WHAT YOU HAVE TO DO:
Every line from the line containing "in [1042, 707]." through the final line below is to be repeated exactly; no other line is.

[START OF DATA FOR THIS TASK]

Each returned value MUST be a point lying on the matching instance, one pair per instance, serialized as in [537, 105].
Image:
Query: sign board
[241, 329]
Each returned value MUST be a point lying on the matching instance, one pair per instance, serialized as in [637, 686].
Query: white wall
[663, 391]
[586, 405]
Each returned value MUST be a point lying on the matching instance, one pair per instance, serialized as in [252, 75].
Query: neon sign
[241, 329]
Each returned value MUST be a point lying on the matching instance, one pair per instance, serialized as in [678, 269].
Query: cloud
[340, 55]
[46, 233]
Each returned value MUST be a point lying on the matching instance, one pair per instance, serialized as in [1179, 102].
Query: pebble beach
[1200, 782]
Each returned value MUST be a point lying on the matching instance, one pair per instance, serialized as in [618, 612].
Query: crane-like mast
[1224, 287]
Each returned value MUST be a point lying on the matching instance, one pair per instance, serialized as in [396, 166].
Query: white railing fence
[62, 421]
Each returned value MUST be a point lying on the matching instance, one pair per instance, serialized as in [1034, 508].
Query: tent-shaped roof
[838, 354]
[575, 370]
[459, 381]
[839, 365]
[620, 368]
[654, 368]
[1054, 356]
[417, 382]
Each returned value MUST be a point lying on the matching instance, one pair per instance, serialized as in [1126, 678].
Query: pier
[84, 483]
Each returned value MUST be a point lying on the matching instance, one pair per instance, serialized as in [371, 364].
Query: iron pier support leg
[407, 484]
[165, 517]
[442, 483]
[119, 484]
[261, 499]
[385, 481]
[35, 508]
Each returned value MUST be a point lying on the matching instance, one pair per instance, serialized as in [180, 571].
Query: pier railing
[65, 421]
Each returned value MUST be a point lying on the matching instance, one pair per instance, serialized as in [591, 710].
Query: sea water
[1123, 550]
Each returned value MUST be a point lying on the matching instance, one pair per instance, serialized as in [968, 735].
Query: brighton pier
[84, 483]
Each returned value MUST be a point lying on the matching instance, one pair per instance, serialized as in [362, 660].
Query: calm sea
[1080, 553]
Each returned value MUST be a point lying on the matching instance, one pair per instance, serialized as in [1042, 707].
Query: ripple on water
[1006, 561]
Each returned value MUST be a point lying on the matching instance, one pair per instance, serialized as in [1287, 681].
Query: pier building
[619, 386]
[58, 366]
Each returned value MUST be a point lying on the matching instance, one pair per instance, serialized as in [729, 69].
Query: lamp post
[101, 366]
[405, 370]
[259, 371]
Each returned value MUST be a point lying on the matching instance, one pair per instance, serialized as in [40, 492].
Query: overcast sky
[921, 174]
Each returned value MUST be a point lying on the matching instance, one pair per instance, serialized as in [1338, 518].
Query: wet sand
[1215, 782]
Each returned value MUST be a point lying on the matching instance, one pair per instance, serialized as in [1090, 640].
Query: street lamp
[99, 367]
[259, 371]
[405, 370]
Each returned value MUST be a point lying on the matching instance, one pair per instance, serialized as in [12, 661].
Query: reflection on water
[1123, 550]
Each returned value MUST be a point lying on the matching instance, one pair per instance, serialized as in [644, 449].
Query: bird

[END OF DATA FOR THIS TASK]

RESULT:
Each returned value MUST be a point lying on the matching instance, one pair per instance, serialized as in [1042, 707].
Query: ripple on water
[1006, 561]
Each returned value MUST be a point lying on the matching instance, one pair per instance, serialized as in [1287, 681].
Query: pier building
[619, 386]
[58, 366]
Each returned value MUST be a point lying on the matching instance, one pair per instance, serialized as in [729, 69].
Query: lamp post
[101, 366]
[405, 370]
[259, 371]
Each returned value MUST be a point lying on the matching instance, one pair per instance, serialized as in [40, 492].
Query: overcast sky
[921, 174]
Each returned value MUST be a point lying on the matching instance, one pair per instance, serialized as in [1338, 518].
Query: wet sand
[1215, 782]
Each returned value MUST be a point lying on the matching instance, one pair per instance, serialized as in [1090, 640].
Query: street lamp
[99, 367]
[259, 371]
[405, 370]
Each returned value MUST be a point lying on the matching instance, one pair per instance, serialized as in [12, 661].
Query: reflection on water
[1123, 550]
Each returned value MUST be a point lying on the matching instance, one pair per instance, serialized as in [644, 449].
Query: bird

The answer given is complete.